DONNÉES D'ENTRÉE:

################

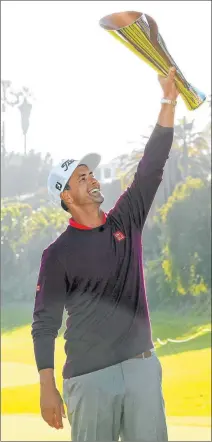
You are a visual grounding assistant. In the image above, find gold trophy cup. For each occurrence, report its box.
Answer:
[99,11,206,110]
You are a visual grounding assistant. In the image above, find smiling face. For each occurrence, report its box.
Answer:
[61,165,104,210]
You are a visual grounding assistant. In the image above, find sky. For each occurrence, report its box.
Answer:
[1,0,211,164]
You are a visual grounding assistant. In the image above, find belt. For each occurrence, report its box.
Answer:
[136,350,152,359]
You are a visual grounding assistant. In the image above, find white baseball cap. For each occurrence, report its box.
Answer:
[47,153,101,203]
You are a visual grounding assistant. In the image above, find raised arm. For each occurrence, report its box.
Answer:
[32,246,67,429]
[110,68,178,230]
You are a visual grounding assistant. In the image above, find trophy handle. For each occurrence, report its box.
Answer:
[99,11,206,110]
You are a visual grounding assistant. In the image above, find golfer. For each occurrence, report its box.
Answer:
[32,68,178,442]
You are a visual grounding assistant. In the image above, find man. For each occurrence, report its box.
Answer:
[32,68,178,442]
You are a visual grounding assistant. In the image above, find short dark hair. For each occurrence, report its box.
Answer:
[61,182,70,212]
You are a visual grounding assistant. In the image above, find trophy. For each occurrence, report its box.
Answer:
[99,11,206,110]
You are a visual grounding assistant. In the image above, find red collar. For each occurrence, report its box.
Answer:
[69,213,107,230]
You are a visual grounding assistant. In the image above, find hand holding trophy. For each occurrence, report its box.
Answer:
[99,11,206,110]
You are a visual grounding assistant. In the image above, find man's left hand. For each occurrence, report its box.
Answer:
[158,67,179,101]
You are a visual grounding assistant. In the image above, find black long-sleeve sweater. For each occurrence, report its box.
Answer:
[32,125,173,378]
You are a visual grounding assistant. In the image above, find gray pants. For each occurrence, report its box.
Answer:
[64,352,168,442]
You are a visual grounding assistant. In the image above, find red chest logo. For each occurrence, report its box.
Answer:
[113,231,126,241]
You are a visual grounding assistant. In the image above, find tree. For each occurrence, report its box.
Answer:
[159,178,211,296]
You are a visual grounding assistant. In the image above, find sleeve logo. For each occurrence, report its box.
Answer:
[113,231,126,241]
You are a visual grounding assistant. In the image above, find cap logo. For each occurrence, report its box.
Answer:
[61,160,75,172]
[55,181,62,191]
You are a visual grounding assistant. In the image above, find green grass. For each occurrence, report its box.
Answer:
[2,306,211,416]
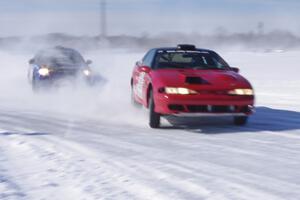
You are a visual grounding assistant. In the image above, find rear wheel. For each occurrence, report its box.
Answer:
[130,86,142,108]
[149,91,160,128]
[234,116,248,126]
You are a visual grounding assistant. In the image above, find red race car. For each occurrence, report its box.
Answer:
[131,45,254,128]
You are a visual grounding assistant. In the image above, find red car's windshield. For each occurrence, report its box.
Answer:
[154,51,229,69]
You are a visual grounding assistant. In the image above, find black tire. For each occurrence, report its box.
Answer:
[149,91,160,128]
[234,116,248,126]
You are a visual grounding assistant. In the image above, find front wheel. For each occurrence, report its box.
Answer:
[234,116,248,126]
[149,92,160,128]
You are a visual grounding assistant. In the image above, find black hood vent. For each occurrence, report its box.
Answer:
[185,76,208,84]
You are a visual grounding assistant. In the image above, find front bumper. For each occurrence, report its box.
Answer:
[154,93,254,116]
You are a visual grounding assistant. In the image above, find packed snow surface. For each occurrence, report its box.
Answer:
[0,50,300,200]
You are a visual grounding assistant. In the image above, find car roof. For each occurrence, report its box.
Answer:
[151,47,214,52]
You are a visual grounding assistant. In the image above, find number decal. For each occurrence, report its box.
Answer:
[135,72,146,98]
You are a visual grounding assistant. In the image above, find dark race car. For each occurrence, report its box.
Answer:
[131,45,254,128]
[28,46,101,91]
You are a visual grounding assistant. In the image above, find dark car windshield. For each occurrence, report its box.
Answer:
[35,47,86,68]
[154,51,228,69]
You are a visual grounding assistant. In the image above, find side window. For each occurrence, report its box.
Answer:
[143,49,156,67]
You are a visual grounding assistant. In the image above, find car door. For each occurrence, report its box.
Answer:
[133,50,155,105]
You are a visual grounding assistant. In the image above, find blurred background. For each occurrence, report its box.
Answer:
[0,0,300,52]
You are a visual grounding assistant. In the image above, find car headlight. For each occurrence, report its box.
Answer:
[38,68,49,76]
[165,87,197,95]
[228,89,254,96]
[83,69,91,76]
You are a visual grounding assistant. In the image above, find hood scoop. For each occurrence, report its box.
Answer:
[185,76,209,84]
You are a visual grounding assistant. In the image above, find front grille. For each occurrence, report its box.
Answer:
[169,104,184,111]
[187,105,208,112]
[186,105,236,113]
[211,106,231,113]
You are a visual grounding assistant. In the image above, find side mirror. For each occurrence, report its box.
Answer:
[140,66,151,73]
[28,58,34,65]
[85,60,93,65]
[230,67,240,73]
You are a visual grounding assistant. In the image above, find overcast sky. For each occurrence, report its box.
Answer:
[0,0,300,36]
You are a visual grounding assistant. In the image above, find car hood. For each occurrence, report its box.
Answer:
[152,69,251,89]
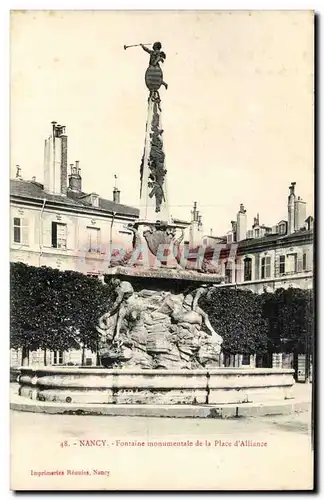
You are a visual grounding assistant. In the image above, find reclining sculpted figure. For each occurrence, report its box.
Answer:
[96,279,134,341]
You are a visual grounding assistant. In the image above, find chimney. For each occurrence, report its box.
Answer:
[90,193,99,207]
[113,186,120,204]
[294,196,306,231]
[287,182,296,234]
[44,121,67,195]
[236,203,247,241]
[252,214,260,228]
[69,160,82,193]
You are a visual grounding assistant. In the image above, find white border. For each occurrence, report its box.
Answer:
[0,0,324,498]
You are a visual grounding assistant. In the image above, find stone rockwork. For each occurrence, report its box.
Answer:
[97,279,222,369]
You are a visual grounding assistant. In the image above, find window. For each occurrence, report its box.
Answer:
[261,257,271,279]
[244,257,252,281]
[286,253,297,274]
[279,224,286,235]
[52,222,66,250]
[53,351,63,365]
[87,227,100,252]
[303,252,307,271]
[279,255,286,274]
[13,217,28,245]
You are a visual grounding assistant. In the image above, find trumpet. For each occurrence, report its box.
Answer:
[124,43,153,50]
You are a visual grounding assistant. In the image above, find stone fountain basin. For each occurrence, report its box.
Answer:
[19,367,295,405]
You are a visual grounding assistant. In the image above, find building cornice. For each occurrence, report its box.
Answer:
[10,195,138,220]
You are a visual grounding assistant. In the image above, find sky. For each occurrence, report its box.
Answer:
[10,11,314,235]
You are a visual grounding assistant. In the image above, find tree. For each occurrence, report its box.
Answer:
[199,287,267,354]
[10,263,112,364]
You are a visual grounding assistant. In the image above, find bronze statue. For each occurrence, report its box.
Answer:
[97,279,134,341]
[141,42,168,93]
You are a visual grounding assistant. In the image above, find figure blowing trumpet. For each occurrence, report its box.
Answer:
[124,42,168,94]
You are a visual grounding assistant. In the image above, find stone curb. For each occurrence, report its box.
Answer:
[10,396,310,419]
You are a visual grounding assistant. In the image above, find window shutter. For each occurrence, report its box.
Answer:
[21,219,29,245]
[297,254,304,273]
[52,222,57,248]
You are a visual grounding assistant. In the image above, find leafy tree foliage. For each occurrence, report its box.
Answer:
[199,287,268,354]
[10,263,112,351]
[262,288,314,354]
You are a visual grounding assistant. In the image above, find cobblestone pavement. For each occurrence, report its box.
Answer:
[11,411,312,490]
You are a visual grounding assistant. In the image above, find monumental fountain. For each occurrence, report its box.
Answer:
[20,42,294,411]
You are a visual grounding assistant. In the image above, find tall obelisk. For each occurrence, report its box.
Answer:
[140,42,170,223]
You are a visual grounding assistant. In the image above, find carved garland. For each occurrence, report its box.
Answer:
[148,102,167,212]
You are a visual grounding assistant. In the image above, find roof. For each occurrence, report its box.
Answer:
[10,179,139,217]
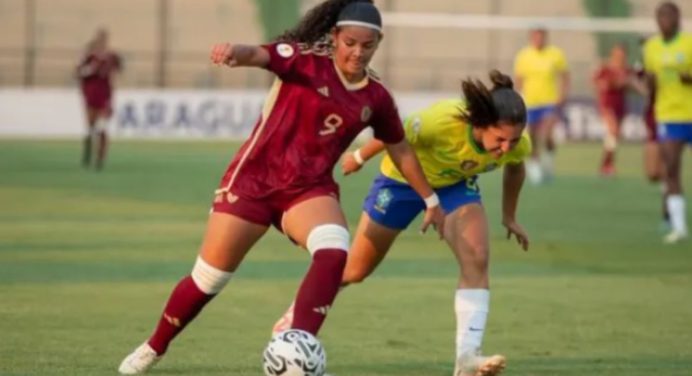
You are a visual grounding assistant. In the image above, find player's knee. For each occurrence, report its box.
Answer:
[342,268,370,285]
[306,224,351,256]
[462,245,490,272]
[191,256,233,295]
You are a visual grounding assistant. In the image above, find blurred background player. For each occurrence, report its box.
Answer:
[644,1,692,243]
[119,0,444,374]
[594,44,646,176]
[514,29,569,184]
[77,29,122,170]
[274,71,531,376]
[634,38,670,226]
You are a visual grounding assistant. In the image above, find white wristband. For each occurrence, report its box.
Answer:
[423,193,440,209]
[353,149,365,166]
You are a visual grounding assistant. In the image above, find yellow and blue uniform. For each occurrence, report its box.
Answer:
[363,99,531,229]
[514,46,569,125]
[644,33,692,143]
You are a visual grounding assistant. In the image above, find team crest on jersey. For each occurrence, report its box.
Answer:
[360,106,372,123]
[375,188,394,214]
[461,160,478,171]
[317,86,329,98]
[276,43,295,58]
[226,192,238,204]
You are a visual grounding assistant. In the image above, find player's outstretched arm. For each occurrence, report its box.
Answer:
[341,138,384,175]
[209,43,270,68]
[502,162,529,251]
[386,140,445,239]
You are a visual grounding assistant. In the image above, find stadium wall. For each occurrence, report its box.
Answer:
[0,88,644,140]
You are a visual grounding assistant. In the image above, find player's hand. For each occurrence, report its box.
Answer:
[502,219,529,251]
[420,205,445,239]
[341,152,363,175]
[209,43,237,67]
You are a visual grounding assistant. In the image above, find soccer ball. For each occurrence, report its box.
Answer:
[262,329,327,376]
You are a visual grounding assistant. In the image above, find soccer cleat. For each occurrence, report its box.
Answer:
[272,302,296,337]
[454,352,507,376]
[118,342,163,375]
[663,230,688,244]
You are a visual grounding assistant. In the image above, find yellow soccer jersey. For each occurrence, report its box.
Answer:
[644,33,692,123]
[514,46,568,107]
[380,99,531,188]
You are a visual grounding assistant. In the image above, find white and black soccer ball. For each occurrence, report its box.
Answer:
[262,329,327,376]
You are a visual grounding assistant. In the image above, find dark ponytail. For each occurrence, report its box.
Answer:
[275,0,373,45]
[461,70,526,128]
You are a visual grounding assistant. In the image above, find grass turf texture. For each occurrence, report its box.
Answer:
[0,140,692,376]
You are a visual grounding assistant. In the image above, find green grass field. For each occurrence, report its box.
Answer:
[0,140,692,376]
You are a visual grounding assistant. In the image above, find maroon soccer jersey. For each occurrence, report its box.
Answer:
[221,43,404,200]
[77,53,120,109]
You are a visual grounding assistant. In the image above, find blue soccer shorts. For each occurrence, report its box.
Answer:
[363,174,481,230]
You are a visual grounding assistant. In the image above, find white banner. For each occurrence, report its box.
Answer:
[0,89,645,140]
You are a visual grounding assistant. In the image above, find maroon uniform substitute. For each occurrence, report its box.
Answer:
[78,53,120,112]
[594,65,632,122]
[213,43,404,228]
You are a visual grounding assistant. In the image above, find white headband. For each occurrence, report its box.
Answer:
[336,20,382,32]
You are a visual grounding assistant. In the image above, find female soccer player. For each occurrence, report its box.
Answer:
[514,29,569,184]
[274,71,531,376]
[119,0,444,374]
[644,1,692,243]
[77,29,122,170]
[594,44,646,176]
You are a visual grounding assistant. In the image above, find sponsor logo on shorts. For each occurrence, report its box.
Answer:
[375,188,394,214]
[312,304,332,316]
[483,162,498,172]
[461,160,478,171]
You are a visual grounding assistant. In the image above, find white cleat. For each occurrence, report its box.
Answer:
[454,352,507,376]
[118,342,163,375]
[663,230,688,244]
[272,302,296,337]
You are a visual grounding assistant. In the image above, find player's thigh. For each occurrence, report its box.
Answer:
[199,212,268,272]
[344,212,401,283]
[444,203,490,271]
[644,141,665,181]
[84,106,99,128]
[281,195,348,248]
[600,108,620,136]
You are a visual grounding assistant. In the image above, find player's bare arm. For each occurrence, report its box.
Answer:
[341,138,385,175]
[502,163,529,251]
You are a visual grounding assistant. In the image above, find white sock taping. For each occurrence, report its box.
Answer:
[191,256,233,295]
[454,289,490,357]
[94,118,108,132]
[666,195,687,234]
[306,224,351,255]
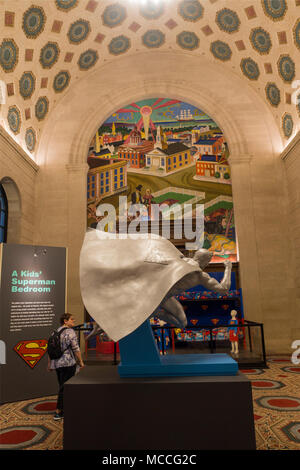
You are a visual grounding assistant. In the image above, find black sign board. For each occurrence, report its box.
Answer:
[0,244,66,403]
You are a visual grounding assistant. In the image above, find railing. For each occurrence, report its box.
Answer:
[74,320,267,368]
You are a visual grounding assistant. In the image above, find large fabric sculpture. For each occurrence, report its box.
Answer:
[80,229,231,341]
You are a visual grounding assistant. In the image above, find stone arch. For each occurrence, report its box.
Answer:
[36,51,292,352]
[0,176,22,243]
[37,52,283,164]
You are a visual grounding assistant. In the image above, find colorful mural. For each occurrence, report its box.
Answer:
[87,98,237,262]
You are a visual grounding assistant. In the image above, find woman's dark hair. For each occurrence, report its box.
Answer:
[60,313,72,325]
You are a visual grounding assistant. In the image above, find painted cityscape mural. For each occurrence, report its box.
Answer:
[87,98,237,262]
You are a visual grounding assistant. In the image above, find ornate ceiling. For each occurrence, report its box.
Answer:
[0,0,300,158]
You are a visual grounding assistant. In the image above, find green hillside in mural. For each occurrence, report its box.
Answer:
[87,98,237,261]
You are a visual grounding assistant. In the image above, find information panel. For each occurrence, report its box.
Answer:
[0,244,66,403]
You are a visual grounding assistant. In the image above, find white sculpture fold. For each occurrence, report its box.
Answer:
[80,229,231,341]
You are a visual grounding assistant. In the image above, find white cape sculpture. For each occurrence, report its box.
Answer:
[80,229,231,341]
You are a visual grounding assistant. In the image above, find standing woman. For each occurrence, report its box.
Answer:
[48,313,84,420]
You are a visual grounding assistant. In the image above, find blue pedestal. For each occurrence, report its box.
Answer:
[118,320,238,377]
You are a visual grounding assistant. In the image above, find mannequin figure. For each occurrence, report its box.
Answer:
[228,310,239,355]
[154,320,170,355]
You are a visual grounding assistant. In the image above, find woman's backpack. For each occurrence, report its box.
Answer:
[47,327,68,359]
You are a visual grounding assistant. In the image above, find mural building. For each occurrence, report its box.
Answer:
[87,98,238,262]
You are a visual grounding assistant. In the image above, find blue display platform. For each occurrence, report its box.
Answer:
[118,320,238,377]
[118,354,238,377]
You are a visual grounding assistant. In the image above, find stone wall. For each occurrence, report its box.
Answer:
[281,132,300,346]
[0,127,38,244]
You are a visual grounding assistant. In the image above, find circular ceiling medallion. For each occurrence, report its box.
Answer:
[78,49,99,70]
[277,55,295,83]
[262,0,287,21]
[108,35,130,55]
[102,3,126,28]
[178,0,204,21]
[53,70,70,93]
[0,39,19,72]
[241,57,260,80]
[142,29,165,49]
[19,72,35,100]
[210,41,232,61]
[250,28,272,54]
[266,83,280,107]
[35,96,49,121]
[55,0,78,11]
[40,42,60,69]
[140,0,164,20]
[22,5,46,39]
[7,106,21,134]
[25,127,36,152]
[176,31,200,51]
[216,8,241,33]
[68,18,91,44]
[282,113,294,138]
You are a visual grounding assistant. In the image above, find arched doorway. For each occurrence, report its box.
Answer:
[36,51,294,352]
[0,183,8,243]
[0,177,21,243]
[87,97,238,263]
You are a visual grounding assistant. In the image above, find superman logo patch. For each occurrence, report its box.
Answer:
[14,339,48,369]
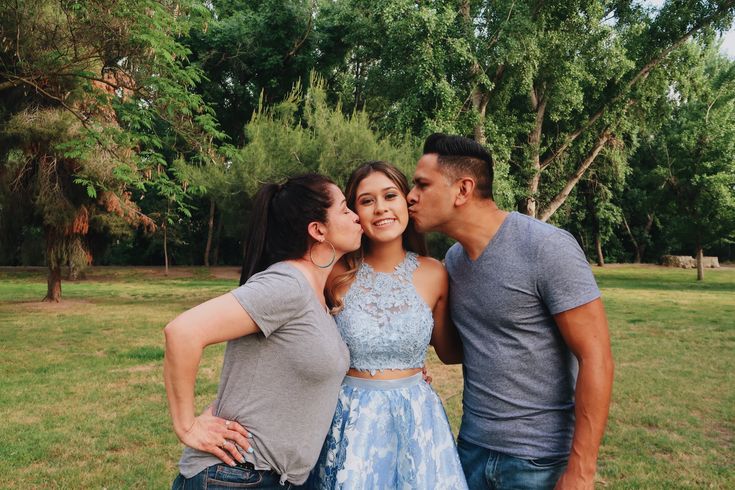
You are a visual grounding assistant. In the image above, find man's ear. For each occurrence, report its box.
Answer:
[454,177,476,206]
[306,221,327,242]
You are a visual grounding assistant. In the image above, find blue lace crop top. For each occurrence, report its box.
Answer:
[334,252,434,376]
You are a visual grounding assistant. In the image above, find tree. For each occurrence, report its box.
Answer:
[0,0,221,301]
[323,0,735,221]
[654,47,735,280]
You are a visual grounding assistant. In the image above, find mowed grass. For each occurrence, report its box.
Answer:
[0,266,735,489]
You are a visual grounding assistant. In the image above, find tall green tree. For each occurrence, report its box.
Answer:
[0,0,222,301]
[653,48,735,280]
[322,0,735,220]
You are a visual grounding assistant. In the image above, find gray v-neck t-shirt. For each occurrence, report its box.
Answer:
[179,262,350,485]
[446,212,600,459]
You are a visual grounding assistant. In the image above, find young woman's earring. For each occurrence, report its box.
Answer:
[309,240,337,269]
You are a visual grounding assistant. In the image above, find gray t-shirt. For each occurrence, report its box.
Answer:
[179,262,350,485]
[446,212,600,459]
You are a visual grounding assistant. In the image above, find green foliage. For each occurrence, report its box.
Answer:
[231,76,419,194]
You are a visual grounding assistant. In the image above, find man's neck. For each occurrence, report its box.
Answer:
[442,201,508,260]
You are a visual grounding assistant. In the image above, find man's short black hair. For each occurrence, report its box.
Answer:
[424,133,493,199]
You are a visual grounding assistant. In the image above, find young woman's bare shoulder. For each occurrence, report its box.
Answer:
[327,260,347,285]
[419,256,447,279]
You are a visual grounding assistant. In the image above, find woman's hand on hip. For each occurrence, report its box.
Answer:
[181,407,253,466]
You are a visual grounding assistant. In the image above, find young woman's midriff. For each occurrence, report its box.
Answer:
[347,368,421,379]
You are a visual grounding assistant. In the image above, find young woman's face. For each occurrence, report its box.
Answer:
[355,172,408,242]
[326,185,362,254]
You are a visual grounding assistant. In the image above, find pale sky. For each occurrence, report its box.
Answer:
[641,0,735,59]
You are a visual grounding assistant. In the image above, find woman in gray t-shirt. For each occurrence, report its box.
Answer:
[164,174,362,489]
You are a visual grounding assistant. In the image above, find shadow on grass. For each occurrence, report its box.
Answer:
[595,269,735,293]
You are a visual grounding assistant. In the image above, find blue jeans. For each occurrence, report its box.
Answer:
[171,463,298,490]
[457,437,567,490]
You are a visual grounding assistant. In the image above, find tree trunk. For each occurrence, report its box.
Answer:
[521,87,546,218]
[43,265,61,303]
[204,198,215,267]
[163,218,168,276]
[595,231,605,267]
[471,87,490,145]
[623,215,650,264]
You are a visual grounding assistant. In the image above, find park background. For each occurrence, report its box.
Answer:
[0,0,735,488]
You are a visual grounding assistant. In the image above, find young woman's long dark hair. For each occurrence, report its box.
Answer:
[240,174,334,285]
[326,160,429,313]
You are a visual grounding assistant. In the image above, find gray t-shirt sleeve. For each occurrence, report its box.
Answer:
[536,230,600,315]
[231,267,309,337]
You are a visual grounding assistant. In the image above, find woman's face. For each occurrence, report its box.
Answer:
[326,184,362,255]
[355,172,408,242]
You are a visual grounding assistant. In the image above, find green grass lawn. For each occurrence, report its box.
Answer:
[0,266,735,489]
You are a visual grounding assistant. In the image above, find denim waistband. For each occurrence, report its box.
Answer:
[342,373,424,390]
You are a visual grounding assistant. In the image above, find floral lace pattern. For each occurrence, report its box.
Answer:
[306,381,467,490]
[334,252,434,375]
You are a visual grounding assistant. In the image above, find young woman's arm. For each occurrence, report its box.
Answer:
[163,293,260,465]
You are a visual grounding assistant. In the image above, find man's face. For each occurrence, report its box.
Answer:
[406,153,455,233]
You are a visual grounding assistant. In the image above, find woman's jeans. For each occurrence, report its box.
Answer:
[171,463,298,490]
[457,437,567,490]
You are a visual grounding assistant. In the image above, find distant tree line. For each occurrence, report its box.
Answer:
[0,0,735,301]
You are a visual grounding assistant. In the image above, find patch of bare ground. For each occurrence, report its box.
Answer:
[3,299,94,313]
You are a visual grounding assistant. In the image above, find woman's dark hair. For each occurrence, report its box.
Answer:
[326,160,429,313]
[424,133,493,199]
[240,173,335,285]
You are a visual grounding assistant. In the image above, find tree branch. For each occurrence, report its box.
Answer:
[541,0,735,168]
[539,128,611,221]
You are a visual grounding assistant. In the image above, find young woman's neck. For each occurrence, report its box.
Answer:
[365,237,406,272]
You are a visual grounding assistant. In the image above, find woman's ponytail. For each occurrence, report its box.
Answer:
[240,184,281,286]
[240,174,334,286]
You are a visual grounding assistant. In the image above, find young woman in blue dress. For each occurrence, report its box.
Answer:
[309,161,467,490]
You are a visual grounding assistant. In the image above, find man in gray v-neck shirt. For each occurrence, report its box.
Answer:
[408,134,613,489]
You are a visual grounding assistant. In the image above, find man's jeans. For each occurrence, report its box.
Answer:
[457,437,567,490]
[171,463,298,490]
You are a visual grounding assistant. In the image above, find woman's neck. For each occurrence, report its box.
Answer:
[365,237,406,272]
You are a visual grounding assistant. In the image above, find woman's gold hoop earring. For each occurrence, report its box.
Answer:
[309,240,337,269]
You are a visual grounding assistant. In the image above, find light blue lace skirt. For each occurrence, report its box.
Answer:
[308,373,467,490]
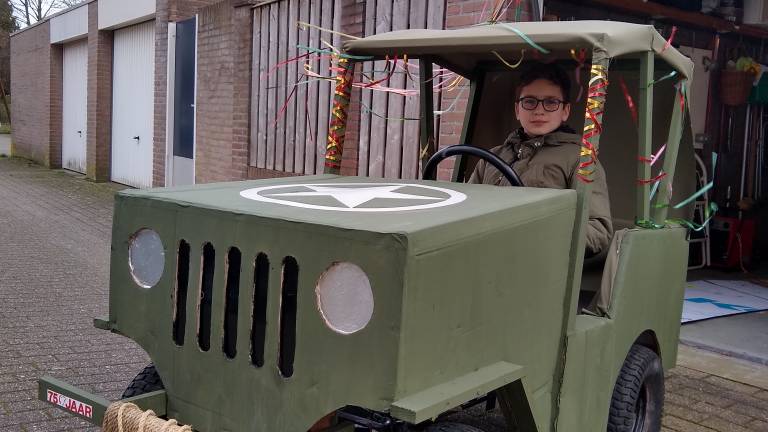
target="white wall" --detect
[99,0,156,30]
[51,4,88,43]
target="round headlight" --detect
[128,228,165,288]
[315,262,373,334]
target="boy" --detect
[469,63,613,256]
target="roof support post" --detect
[653,80,688,224]
[552,48,610,430]
[419,58,437,177]
[635,51,654,220]
[452,70,485,182]
[323,55,355,175]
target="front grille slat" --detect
[197,243,216,351]
[251,253,269,367]
[173,239,189,346]
[222,247,241,358]
[278,256,299,378]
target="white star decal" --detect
[267,185,442,208]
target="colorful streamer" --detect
[648,71,677,87]
[491,23,549,54]
[324,56,354,174]
[576,64,608,183]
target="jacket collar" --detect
[504,125,581,153]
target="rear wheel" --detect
[121,363,165,399]
[608,345,664,432]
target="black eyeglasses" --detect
[517,96,565,112]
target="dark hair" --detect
[515,62,571,103]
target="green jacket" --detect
[469,129,613,255]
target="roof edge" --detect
[10,0,99,37]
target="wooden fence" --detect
[250,0,446,178]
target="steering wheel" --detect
[422,144,524,186]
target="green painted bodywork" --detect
[109,176,576,431]
[41,19,692,432]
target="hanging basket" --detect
[720,70,755,106]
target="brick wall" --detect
[11,22,51,166]
[195,2,234,183]
[435,0,531,180]
[86,2,113,181]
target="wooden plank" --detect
[315,0,335,173]
[304,0,321,174]
[428,0,446,172]
[267,3,280,169]
[293,0,310,174]
[273,0,289,171]
[368,0,392,177]
[256,8,269,168]
[357,0,376,176]
[401,2,432,179]
[254,8,261,166]
[284,0,299,172]
[384,0,410,178]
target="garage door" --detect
[61,40,88,173]
[112,21,155,188]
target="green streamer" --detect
[648,71,677,87]
[296,45,373,60]
[487,23,549,54]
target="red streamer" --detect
[637,172,667,185]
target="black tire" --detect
[608,345,664,432]
[121,363,165,399]
[424,422,483,432]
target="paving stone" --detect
[0,159,149,432]
[701,417,749,432]
[662,416,717,432]
[747,420,768,432]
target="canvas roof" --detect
[344,21,693,78]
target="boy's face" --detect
[515,78,571,136]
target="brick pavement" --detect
[0,158,148,432]
[0,158,768,432]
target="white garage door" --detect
[112,21,155,187]
[61,40,88,173]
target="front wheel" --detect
[608,345,664,432]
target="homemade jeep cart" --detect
[40,22,693,432]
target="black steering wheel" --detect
[422,144,524,186]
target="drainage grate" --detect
[251,253,269,367]
[173,240,189,346]
[197,243,216,351]
[277,256,299,378]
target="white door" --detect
[111,21,155,188]
[61,40,88,173]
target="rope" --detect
[102,402,192,432]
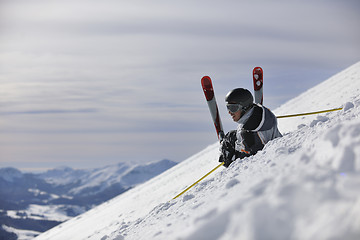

################

OBJECTIF: Transformez en CSV à deux colonnes, nommées « texte » et « réponse », le passage des entrées allant du début jusqu'à la ligne contenant "[32,125,173,378]", celle-ci comprise, avec une ligne par entrée, chaque champ entre guillemets et les sauts de ligne remplacés par des espaces. Laissez les images de côté.

RÉSULTAT:
texte,réponse
"You are a visual grounding assistant. In the image above, find gold trophy cup. For each occurrence, report its box. Answer:","[99,11,206,110]"
"You are a visual grounding assistant. In the image above, find smiling face. For each occurrence, report its box. Answer:","[61,165,104,210]"
"You are a visual grounding assistant. In the image above, find sky. For each occurrence, report its box. Answer:","[1,0,211,164]"
"You are a visual grounding assistant. In the image above, find belt. For each occurrence, report its box. Answer:","[136,350,152,359]"
"You are a visual grounding assistant. In the image above, find white baseball cap. For each occurrence, report its box. Answer:","[47,153,101,203]"
"You are a visual grounding assistant. In the image above, find raised arm. For each occurrence, report its box. Answer:","[32,246,67,429] [110,68,178,230]"
"You are a visual grounding assistant. In the image above, find trophy handle. For each occurrence, report its box. Answer:","[99,11,206,110]"
"You are a visual grounding assistant. In the image above, find golfer. For each occurrence, report its box. Answer:","[32,68,178,442]"
"You are a visual grounding assistant. In the image above, find man. For each occurrence, report its box. Answer:","[32,68,178,442]"
"You are a visual grounding assistant. In the image above, find short dark hair. For each occurrence, report its box. Answer:","[61,182,70,212]"
"You are a visual grounding assistant. In the image above, find trophy. For each occurrence, report its box. Answer:","[99,11,206,110]"
"You are a visual grounding assistant. In the image above, find red collar. For each occurrence, report its box. Answer:","[69,213,107,230]"
"You are a visual grounding assistant. In the image above, find hand holding trophy. For each occurrence, report its box. Answer:","[99,11,206,110]"
"You are a visual grounding assistant. In the image above, find man's left hand. For each occurrence, report its box. Answer:","[158,67,179,101]"
"You are a visual grounding assistant. In the image above, find black long-sleeve sweater. For each occurrence, report its box. Answer:","[32,125,173,378]"